• Objective: In the forum thread below, find the passage that begins at "I've found my" and ends after "oftheherd1 (Jul 10, 2011)", and return it verbatim.

• Text provided:
-- BEGIN --

# The Martial Way



## FearlessFreep (Jul 10, 2011)

I've found my way to Phoenix, AZ and I'm now training with GM Georg Bell of The Martial Way (http://themartialway.com).

The main school is in Flagstaff but he's also opening a location n Scottsdale.

Anyone in the area?


----------



## oftheherd1 (Jul 10, 2011)

Are you there primarily for the Hapkido training?  What is your style of Hapkido?

Hope you enjoy the training there and can let us know how the training is there.


----------



## FearlessFreep (Jul 11, 2011)

oftheherd1 said:


> Are you there primarily for the Hapkido training?  What is your style of Hapkido?
> 
> Hope you enjoy the training there and can let us know how the training is there.



Well, my base art is Hapkido but a round that out with BJJ, Take Kwon Do, and Muy Thai.  While I respect the Art, I also try to be pragmatic and use what's useful, regardless of what art it comes from.  GM Bell seems to follow a similar approach as my prior instructor,  Master Costley. Both have lineage back to GM In Sun Seo of Work Kido Federation as a main Hapkido lineage (Master Costley through GM McMurray, GM Bell through GM Ian Sires).  Both have real-worl application experience with their Martial Arts. 

So philosophically, it seems a good match, or a good transition, for me


----------



## oftheherd1 (Jul 11, 2011)

Interesting.  I looked up In Sun Soe.  Good to see another GM who isn't afraid to say when and where Hapkido started.  I don't think Hapkido has to apologize to anyone for its beginnings.  It is a good and practical art.


----------



## FearlessFreep (Jul 21, 2011)

If anyone's interested, we're currently training rather informally at Lata fitness (http://www.latafitness.com/home.html) a couple nights a week.  George is a great guy and gets in a rolls with us sometimes


----------



## Daniel Sullivan (Jul 26, 2011)

Sounds like a good fit for you!  Keep us posted as to how it is going!

Daniel


----------

-- END --

(Segmentation dataset excerpts)
-- BEGIN --

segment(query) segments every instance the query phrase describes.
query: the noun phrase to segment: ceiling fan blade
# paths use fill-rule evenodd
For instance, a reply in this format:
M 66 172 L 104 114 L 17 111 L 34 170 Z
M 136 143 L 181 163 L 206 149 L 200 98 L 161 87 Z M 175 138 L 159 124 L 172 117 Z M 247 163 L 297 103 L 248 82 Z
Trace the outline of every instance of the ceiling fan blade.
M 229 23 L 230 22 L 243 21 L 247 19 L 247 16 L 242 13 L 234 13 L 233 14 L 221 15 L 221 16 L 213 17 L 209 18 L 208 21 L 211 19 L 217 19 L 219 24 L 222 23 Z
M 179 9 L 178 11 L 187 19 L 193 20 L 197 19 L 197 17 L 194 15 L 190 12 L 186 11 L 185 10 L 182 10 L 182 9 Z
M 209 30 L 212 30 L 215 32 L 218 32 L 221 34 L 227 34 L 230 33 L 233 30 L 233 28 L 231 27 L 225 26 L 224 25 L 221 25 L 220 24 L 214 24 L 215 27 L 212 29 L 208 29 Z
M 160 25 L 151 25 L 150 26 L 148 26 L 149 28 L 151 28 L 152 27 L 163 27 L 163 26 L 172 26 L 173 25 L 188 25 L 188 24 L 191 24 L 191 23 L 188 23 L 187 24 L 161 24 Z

-- END --

• Correct result:
I've found my way to Phoenix, AZ and I'm now training with GM Georg Bell of The Martial Way (http://themartialway.com).

The main school is in Flagstaff but he's also opening a location n Scottsdale.

Anyone in the area?


----------



## oftheherd1 (Jul 10, 2011)